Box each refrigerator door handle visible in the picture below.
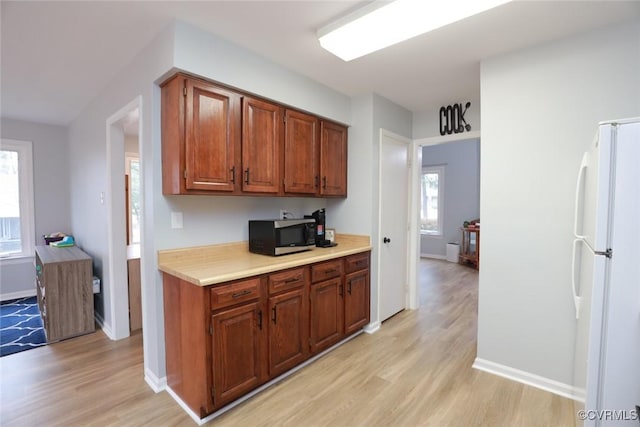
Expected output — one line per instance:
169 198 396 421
571 239 582 320
573 153 589 241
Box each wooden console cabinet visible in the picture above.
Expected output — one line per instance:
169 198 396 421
163 251 370 418
35 246 95 342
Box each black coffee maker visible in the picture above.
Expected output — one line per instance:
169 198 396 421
304 208 338 248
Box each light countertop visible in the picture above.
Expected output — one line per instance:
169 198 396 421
158 234 371 286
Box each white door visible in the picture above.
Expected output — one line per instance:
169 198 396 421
375 131 409 322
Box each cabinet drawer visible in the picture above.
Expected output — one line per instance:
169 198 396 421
269 267 309 294
344 252 369 273
211 278 260 310
311 259 342 283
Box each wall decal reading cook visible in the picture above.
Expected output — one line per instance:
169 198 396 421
440 102 471 135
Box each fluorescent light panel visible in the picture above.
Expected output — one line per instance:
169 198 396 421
318 0 510 61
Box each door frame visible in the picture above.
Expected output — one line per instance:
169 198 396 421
407 130 481 310
103 95 144 340
378 128 417 331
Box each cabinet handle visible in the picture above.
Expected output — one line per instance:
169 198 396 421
231 290 251 298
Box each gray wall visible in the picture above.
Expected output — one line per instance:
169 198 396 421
413 99 481 139
477 19 640 384
420 139 480 257
0 118 73 300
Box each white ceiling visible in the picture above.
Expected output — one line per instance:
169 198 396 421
0 0 640 125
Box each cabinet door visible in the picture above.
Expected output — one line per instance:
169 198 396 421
320 121 347 197
269 288 309 377
242 97 282 193
310 277 344 353
185 79 240 192
284 110 320 194
344 270 369 335
212 302 264 407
□ □ □ □ □ □ □
- **EXERCISE INSTRUCTIONS**
Swap every "Expected output" in the listing above for "Target output", leaving all else unchanged. Omit the pictures from your reply.

- **RESULT OF THE TASK**
Box each refrigerator door handle visible in the picture below.
Target output — one line per instance:
169 198 396 421
571 239 582 320
573 153 589 241
Box each wooden console cabinet visible in the picture above.
Target output — one line per instance:
169 198 396 421
163 251 370 418
35 246 95 342
Box each black coffee maker visible in the picture above.
Target output — one line per instance:
169 198 396 421
304 208 338 248
Box each light countertop visible in the picture above.
Target output — one line per instance:
169 198 396 421
158 234 371 286
Box each white door visible in the picture above.
Target output — one line per instance:
169 198 396 421
375 131 409 322
Box each cabinet drawer visible in the picture above.
Target output — one line per instance:
169 198 396 421
269 267 309 294
344 252 369 273
211 278 260 310
311 259 342 283
Box each wall decal reading cook visible in the picture above.
Target output — one line per instance:
169 198 396 421
440 102 471 135
Box each fluorescent light panel visible in the picture above.
Target output — one line per instance:
169 198 396 421
318 0 510 61
Box each door frame visible in the picture above.
Target output — one line per instance:
169 198 396 421
407 130 481 310
103 95 144 340
378 128 417 331
Box each cabinet handle visible in the picture above.
Target output — one line per instance:
169 198 396 421
231 290 251 298
Box each gray wall visible in the picture above.
Target output — one line per instance:
169 198 396 421
413 99 481 139
477 19 640 384
420 139 480 257
0 118 73 300
Box each white ceiling visible in the picture above.
Target output — one line per instance:
169 198 396 421
0 0 640 125
Box each cabinet door visible in the picture above.
Target output — one line per instance:
169 198 396 421
320 121 347 197
269 288 309 377
242 97 282 193
310 277 344 353
185 79 240 192
284 110 320 194
344 270 369 335
212 302 264 407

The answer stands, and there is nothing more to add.